'''
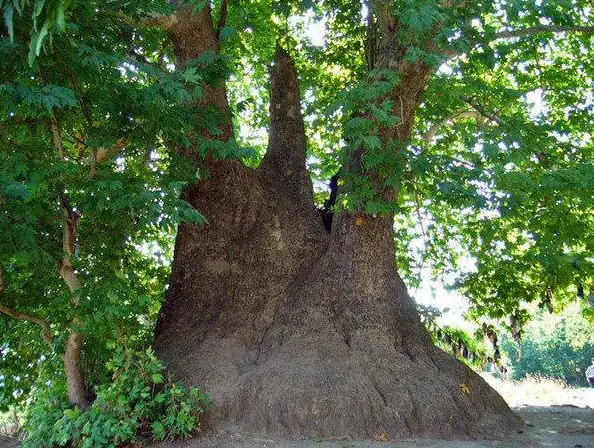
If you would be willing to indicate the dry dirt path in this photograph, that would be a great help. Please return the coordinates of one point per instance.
(554, 426)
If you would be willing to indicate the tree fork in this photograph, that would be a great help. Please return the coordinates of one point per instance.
(297, 333)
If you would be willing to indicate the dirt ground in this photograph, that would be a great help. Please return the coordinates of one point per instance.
(554, 426)
(567, 426)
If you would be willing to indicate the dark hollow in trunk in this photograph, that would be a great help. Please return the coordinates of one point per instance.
(296, 332)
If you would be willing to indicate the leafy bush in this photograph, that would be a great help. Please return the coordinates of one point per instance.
(555, 346)
(139, 405)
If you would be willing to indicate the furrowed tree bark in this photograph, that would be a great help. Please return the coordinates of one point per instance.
(78, 393)
(296, 332)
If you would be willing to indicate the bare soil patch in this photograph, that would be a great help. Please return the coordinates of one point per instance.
(555, 426)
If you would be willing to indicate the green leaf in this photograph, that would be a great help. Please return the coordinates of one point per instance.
(8, 14)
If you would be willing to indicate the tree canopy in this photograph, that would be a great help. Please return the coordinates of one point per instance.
(99, 138)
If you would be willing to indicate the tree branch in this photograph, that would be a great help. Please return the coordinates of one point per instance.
(434, 129)
(509, 34)
(480, 109)
(222, 18)
(46, 331)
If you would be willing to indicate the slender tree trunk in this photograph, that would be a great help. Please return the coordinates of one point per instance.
(78, 393)
(296, 332)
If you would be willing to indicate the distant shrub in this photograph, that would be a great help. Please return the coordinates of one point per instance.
(139, 405)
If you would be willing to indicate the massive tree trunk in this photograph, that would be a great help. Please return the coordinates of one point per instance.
(295, 332)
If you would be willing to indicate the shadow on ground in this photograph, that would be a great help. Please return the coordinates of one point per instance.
(553, 426)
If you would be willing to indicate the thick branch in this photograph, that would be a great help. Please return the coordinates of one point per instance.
(222, 18)
(480, 109)
(436, 127)
(509, 34)
(55, 128)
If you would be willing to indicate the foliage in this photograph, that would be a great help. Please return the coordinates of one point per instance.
(139, 405)
(556, 346)
(498, 168)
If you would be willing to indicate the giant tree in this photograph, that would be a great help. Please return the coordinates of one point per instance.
(423, 112)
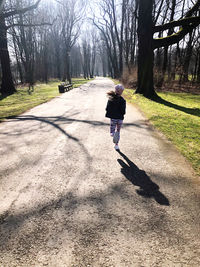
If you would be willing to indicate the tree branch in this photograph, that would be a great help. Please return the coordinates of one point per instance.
(182, 22)
(29, 25)
(20, 11)
(174, 38)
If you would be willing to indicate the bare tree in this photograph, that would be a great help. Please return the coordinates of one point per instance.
(7, 85)
(71, 15)
(146, 43)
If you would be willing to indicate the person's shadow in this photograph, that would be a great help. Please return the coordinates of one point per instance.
(147, 188)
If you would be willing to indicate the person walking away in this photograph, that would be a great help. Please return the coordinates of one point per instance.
(115, 110)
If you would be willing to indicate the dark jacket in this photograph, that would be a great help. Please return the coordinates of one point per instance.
(116, 108)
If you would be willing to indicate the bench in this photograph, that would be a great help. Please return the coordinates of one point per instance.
(64, 87)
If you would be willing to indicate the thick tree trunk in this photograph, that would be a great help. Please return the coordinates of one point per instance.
(145, 50)
(7, 85)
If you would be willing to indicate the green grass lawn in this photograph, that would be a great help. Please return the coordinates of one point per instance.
(22, 101)
(178, 118)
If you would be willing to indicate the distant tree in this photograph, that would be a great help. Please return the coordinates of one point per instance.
(146, 43)
(7, 84)
(71, 15)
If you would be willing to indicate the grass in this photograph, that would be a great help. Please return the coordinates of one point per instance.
(178, 118)
(22, 101)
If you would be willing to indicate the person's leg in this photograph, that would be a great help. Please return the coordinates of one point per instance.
(113, 124)
(119, 125)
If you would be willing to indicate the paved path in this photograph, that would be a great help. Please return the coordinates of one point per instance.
(69, 199)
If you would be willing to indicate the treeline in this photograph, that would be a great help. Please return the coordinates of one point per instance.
(118, 23)
(44, 41)
(64, 39)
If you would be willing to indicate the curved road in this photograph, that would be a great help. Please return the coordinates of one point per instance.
(69, 199)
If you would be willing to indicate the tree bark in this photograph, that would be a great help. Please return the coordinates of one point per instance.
(145, 49)
(7, 85)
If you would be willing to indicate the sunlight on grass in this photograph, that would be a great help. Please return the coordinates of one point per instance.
(22, 101)
(181, 128)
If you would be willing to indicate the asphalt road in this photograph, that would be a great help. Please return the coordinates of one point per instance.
(67, 198)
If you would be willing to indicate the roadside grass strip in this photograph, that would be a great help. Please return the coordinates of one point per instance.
(22, 100)
(178, 117)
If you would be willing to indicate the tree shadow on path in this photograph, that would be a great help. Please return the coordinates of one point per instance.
(147, 188)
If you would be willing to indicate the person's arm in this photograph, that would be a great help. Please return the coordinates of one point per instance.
(123, 107)
(107, 106)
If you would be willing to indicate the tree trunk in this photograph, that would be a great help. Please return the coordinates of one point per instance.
(145, 50)
(7, 85)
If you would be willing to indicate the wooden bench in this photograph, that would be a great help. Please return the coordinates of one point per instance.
(64, 87)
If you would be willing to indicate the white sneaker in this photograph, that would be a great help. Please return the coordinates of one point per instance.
(116, 147)
(116, 138)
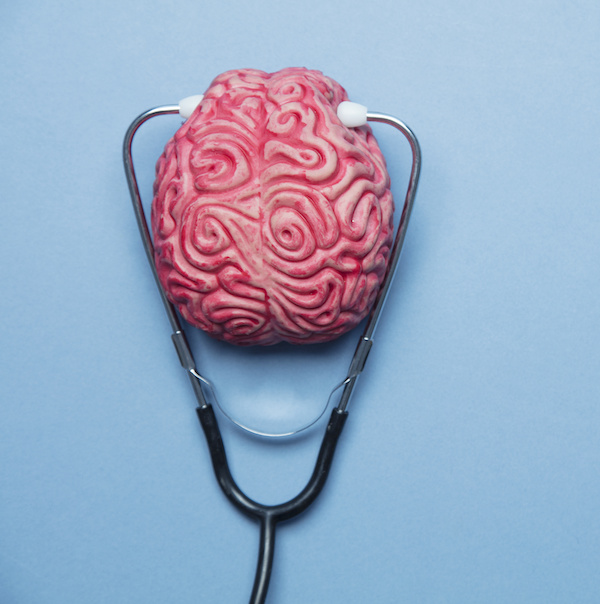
'''
◆ TO BE DONE: Gather every line in the rows above that contains the word "dark", and copy each of those lines in full.

◆ RESPONSE:
If you would be willing to indicate the dark hollow in trunk in this photograph, that would be a great help. Please return the coordinates of one point per instance.
If you would be willing to indicate the dark jacket in this photograph, that would be a great help. Please return the coordinates of one point per instance.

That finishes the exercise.